» **What is expected**
Copy out every line of the records word for word, leaving out the pictures.

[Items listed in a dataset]
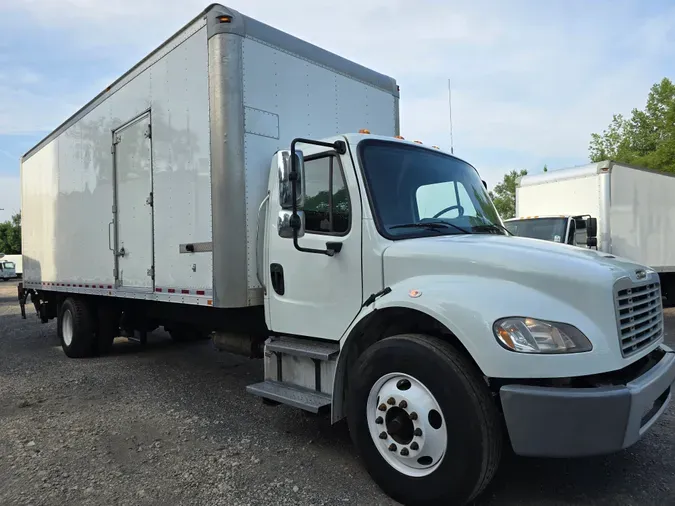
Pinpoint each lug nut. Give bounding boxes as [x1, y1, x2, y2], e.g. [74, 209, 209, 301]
[396, 379, 410, 390]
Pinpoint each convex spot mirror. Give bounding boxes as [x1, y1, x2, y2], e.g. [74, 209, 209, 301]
[277, 149, 305, 209]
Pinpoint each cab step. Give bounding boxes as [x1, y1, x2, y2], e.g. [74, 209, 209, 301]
[246, 380, 331, 413]
[265, 337, 340, 361]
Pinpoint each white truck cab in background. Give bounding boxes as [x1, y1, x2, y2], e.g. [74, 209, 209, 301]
[504, 160, 675, 305]
[18, 5, 675, 504]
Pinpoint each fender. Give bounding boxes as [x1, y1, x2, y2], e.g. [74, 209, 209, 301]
[332, 275, 626, 421]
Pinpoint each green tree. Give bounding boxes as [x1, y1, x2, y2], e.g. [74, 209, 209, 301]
[589, 78, 675, 172]
[490, 169, 527, 220]
[0, 213, 21, 255]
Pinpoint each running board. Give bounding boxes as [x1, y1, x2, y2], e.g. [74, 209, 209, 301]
[265, 337, 340, 361]
[246, 380, 331, 413]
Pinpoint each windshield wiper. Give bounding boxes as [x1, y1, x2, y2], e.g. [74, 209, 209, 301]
[389, 221, 472, 234]
[472, 222, 515, 235]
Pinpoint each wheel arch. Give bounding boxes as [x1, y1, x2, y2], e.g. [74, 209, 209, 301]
[331, 306, 482, 423]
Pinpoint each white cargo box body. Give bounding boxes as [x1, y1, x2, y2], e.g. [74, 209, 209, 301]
[21, 5, 399, 307]
[516, 162, 675, 272]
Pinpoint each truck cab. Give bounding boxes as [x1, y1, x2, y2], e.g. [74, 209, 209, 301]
[248, 132, 675, 504]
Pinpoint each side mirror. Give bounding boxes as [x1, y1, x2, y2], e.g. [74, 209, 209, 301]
[277, 209, 305, 239]
[586, 218, 598, 242]
[277, 150, 305, 209]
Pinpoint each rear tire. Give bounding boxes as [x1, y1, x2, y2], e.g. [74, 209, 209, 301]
[347, 334, 503, 505]
[57, 297, 96, 358]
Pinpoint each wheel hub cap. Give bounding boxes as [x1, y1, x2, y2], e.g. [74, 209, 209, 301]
[367, 373, 448, 477]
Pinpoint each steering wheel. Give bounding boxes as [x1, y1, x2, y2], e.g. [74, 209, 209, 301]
[433, 205, 464, 218]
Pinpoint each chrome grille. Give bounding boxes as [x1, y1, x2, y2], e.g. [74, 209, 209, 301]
[615, 282, 663, 357]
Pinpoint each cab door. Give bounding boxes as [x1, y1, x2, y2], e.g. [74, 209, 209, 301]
[265, 146, 363, 340]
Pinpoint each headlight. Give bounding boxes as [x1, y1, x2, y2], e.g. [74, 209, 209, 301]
[493, 317, 593, 353]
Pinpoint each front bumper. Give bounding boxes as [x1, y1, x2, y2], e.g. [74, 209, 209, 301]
[500, 345, 675, 457]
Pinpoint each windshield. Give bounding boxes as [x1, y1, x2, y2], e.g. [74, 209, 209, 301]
[359, 140, 506, 239]
[504, 218, 567, 242]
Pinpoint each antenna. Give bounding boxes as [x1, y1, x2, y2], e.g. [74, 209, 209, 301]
[448, 79, 455, 154]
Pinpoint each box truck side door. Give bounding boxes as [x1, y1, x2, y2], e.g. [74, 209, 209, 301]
[113, 112, 154, 291]
[265, 148, 363, 340]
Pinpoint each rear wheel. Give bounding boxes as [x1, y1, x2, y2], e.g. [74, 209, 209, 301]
[347, 335, 502, 505]
[57, 297, 96, 358]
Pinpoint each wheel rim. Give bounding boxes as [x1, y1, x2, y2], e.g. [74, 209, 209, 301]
[367, 373, 448, 477]
[61, 309, 73, 346]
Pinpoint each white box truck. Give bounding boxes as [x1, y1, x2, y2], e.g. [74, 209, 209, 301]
[0, 253, 21, 281]
[18, 5, 675, 504]
[505, 160, 675, 304]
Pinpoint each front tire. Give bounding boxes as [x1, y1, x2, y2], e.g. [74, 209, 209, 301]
[57, 297, 96, 358]
[347, 334, 503, 505]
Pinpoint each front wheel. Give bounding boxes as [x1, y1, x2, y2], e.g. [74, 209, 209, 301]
[347, 335, 502, 505]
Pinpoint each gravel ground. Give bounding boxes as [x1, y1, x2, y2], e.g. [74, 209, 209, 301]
[0, 283, 675, 506]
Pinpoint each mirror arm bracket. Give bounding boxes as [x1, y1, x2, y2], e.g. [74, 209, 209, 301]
[288, 138, 347, 257]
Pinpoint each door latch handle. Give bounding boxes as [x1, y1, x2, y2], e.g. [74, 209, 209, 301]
[326, 241, 342, 257]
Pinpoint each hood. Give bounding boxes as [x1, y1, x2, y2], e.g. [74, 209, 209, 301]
[383, 234, 651, 298]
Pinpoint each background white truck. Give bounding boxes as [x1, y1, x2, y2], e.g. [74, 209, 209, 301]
[505, 161, 675, 304]
[18, 5, 675, 504]
[0, 253, 21, 281]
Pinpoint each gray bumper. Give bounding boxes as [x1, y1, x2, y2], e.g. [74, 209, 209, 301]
[500, 346, 675, 457]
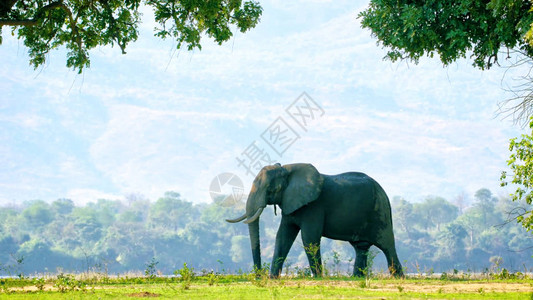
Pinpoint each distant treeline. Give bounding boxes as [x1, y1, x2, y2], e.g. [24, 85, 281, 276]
[0, 189, 533, 276]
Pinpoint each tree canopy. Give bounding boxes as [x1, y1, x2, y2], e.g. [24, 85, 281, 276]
[359, 0, 533, 230]
[359, 0, 533, 69]
[0, 0, 262, 73]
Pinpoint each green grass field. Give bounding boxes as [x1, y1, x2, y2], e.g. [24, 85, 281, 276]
[0, 274, 533, 300]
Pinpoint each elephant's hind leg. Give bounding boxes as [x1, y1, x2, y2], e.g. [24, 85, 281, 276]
[270, 218, 300, 278]
[350, 242, 371, 277]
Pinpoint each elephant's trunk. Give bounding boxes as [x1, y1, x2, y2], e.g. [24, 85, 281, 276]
[248, 220, 261, 270]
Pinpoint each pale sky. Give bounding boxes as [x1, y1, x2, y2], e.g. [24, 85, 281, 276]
[0, 0, 524, 203]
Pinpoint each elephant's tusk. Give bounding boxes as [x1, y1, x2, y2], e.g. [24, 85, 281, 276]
[226, 213, 246, 223]
[244, 207, 264, 224]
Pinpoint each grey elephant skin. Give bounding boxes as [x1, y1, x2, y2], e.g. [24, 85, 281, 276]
[226, 163, 403, 277]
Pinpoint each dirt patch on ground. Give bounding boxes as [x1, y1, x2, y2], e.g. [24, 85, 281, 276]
[128, 292, 161, 298]
[278, 280, 533, 293]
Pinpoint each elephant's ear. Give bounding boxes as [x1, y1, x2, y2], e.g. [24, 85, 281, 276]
[280, 164, 324, 215]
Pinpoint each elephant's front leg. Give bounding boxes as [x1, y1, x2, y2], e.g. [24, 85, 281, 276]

» **Answer**
Pinpoint each lug nut. Give bounding boxes as [x1, y1, x2, y2], e.g. [74, 209, 209, 301]
[396, 379, 410, 390]
Pinpoint each convex spot mirror. Give bounding boxes as [x1, y1, x2, y2], e.g. [74, 209, 209, 301]
[277, 149, 305, 209]
Pinpoint each cab step. Give bounding boxes as [x1, y1, x2, y2], e.g. [74, 209, 209, 301]
[246, 380, 331, 413]
[265, 337, 340, 361]
Pinpoint each white truck cab in background. Give bounding boxes as [x1, y1, x2, y2], e.g. [74, 209, 209, 301]
[504, 160, 675, 305]
[18, 5, 675, 504]
Pinpoint each fender. Give bounding boxes as [x1, y1, x2, y2], e.g. [74, 209, 209, 301]
[332, 275, 626, 421]
Pinpoint each green tree. Give bounding boxes as [x1, y1, x2, y2], e.g. [74, 209, 209, 301]
[589, 78, 675, 172]
[490, 169, 527, 220]
[0, 213, 21, 255]
Pinpoint each running board. Give bounding boxes as [x1, y1, x2, y2], e.g. [74, 209, 209, 301]
[265, 337, 340, 361]
[246, 380, 331, 413]
Pinpoint each windshield wiper. Give bounding boxes as [x1, y1, x2, y2], e.g. [74, 209, 209, 301]
[389, 221, 472, 234]
[472, 222, 515, 235]
Pinpoint each wheel arch. Give bounding boxes as [x1, y1, x2, y2], e.g. [74, 209, 209, 301]
[331, 306, 482, 423]
Pinpoint each white cargo box body. Give bounding boxes as [x1, y1, x2, y2], e.g. [74, 209, 209, 301]
[21, 5, 399, 307]
[516, 162, 675, 272]
Pinpoint each truck cab. Give bounding boxes as [x1, y1, x2, y2], e.g. [74, 209, 209, 301]
[248, 132, 675, 504]
Pinpoint each side mirror. Give bounding boxes as [x1, y1, x2, y2], e.g. [74, 209, 209, 301]
[277, 209, 305, 239]
[586, 218, 598, 242]
[277, 150, 305, 209]
Pinpoint each rear tire. Give bounding boxes as [x1, y1, x2, y2], e.g. [74, 209, 209, 301]
[347, 334, 503, 505]
[57, 297, 96, 358]
Pinpoint each wheel hub cap. Give bounding boxes as [x1, y1, x2, y2], e.g. [74, 209, 209, 301]
[367, 373, 448, 477]
Pinpoint each steering wheel. Give bounding boxes as [x1, y1, x2, y2], e.g. [74, 209, 209, 301]
[433, 205, 464, 218]
Pinpoint each chrome grille. Give bounding boxes as [x1, y1, x2, y2], e.g. [74, 209, 209, 301]
[615, 282, 663, 357]
Pinpoint each cab door. Give bounding boxes as [x1, y1, x2, y2], e.g. [74, 209, 209, 301]
[265, 146, 363, 340]
Pinpoint each headlight. Give bounding boxes as [x1, y1, x2, y2], e.g. [74, 209, 209, 301]
[493, 317, 593, 353]
Pinpoint each front bumper. Give bounding boxes as [x1, y1, x2, y2], e.g. [74, 209, 209, 301]
[500, 345, 675, 457]
Pinpoint each windshield. Give bounding boxes as [x1, y1, x2, y2], e.g. [74, 209, 209, 301]
[359, 140, 506, 239]
[504, 218, 567, 242]
Pinpoint each antenna. Give bounding boxes as [x1, y1, x2, y2], e.g. [74, 209, 209, 301]
[448, 79, 455, 154]
Pinpoint each box truck side door. Give bounding boxes as [x1, y1, x2, y2], e.g. [74, 209, 209, 301]
[113, 112, 154, 291]
[265, 148, 363, 340]
Pinpoint each rear wheel. Give bounding boxes as [x1, y1, x2, y2], e.g. [74, 209, 209, 301]
[347, 335, 502, 505]
[57, 297, 96, 358]
Pinpoint each wheel rim. Give bounding boxes as [x1, y1, x2, y2], e.g. [74, 209, 209, 301]
[367, 373, 448, 477]
[61, 309, 73, 346]
Pinpoint each white box truck. Give bounding boxes as [x1, y1, x2, y2], e.g. [74, 209, 209, 301]
[0, 253, 21, 281]
[18, 5, 675, 504]
[505, 160, 675, 304]
Pinpoint each front tire. Give bounding boxes as [x1, y1, x2, y2], e.g. [74, 209, 209, 301]
[57, 297, 96, 358]
[347, 334, 503, 505]
Pinpoint each front wheel. Give bounding boxes as [x1, y1, x2, y2], e.g. [74, 209, 209, 301]
[347, 335, 502, 505]
Pinpoint each gravel ground. Give bounding boxes as [x1, y1, x2, y2], e.g. [74, 209, 209, 301]
[0, 283, 675, 506]
Pinpoint each mirror arm bracket. Give bounding boxes as [x1, y1, x2, y2], e.g. [74, 209, 209, 301]
[288, 138, 347, 257]
Pinpoint each door latch handle. Give bounding boxes as [x1, y1, x2, y2], e.g. [74, 209, 209, 301]
[326, 241, 342, 257]
Pinpoint each hood. Give bounding boxes as [x1, y1, x2, y2], e.g. [74, 209, 209, 301]
[383, 234, 651, 298]
Pinpoint each background white truck. Give bounding boxes as [x1, y1, x2, y2], e.g. [74, 209, 209, 301]
[505, 161, 675, 304]
[18, 5, 675, 504]
[0, 253, 21, 281]
Pinpoint each gray bumper. Give bounding boxes as [x1, y1, x2, y2], e.g. [74, 209, 209, 301]
[500, 346, 675, 457]
Pinpoint each distant treeline. Give bounding boxes as [x1, y1, x2, y2], e.g. [24, 85, 281, 276]
[0, 189, 533, 276]
Pinpoint each tree canopy. Give bounding boxes as [x1, y1, x2, y2], e.g. [24, 85, 281, 276]
[359, 0, 533, 230]
[359, 0, 533, 69]
[0, 0, 262, 73]
Pinpoint each green grass field. Give bounding boxes as [x1, y1, x2, y2], e.g. [24, 85, 281, 276]
[0, 274, 533, 300]
Pinpoint each elephant's hind leg. Give bounding boxes as [x1, y1, x2, y2], e.g. [24, 85, 281, 276]
[270, 218, 300, 278]
[350, 242, 371, 277]
Pinpoint each elephant's trunk. Give bounding boxes as [x1, y1, x2, y2], e.g. [24, 85, 281, 276]
[248, 220, 261, 270]
Pinpoint each pale sky. Give bounding boxes as [x1, y1, x2, y2], e.g. [24, 85, 281, 276]
[0, 0, 524, 203]
Pinpoint each elephant's tusk. Give bounding boxes as [x1, y1, x2, y2], e.g. [24, 85, 281, 276]
[226, 213, 246, 223]
[244, 207, 264, 224]
Pinpoint each grey elephant skin. Give bounding boxes as [x1, y1, x2, y2], e.g. [24, 85, 281, 276]
[226, 163, 403, 277]
Pinpoint each dirt patch on ground. Give bounding boxes as [x1, y1, x2, y2], e.g. [24, 85, 281, 276]
[128, 292, 161, 298]
[278, 280, 533, 293]
Pinpoint each elephant's ear. Give bounding boxes as [x1, y1, x2, y2], e.g. [24, 85, 281, 276]
[280, 164, 324, 215]
Pinpoint each elephant's front leg. Give bounding boxes as [x1, y1, x2, y2], e.g. [24, 85, 281, 276]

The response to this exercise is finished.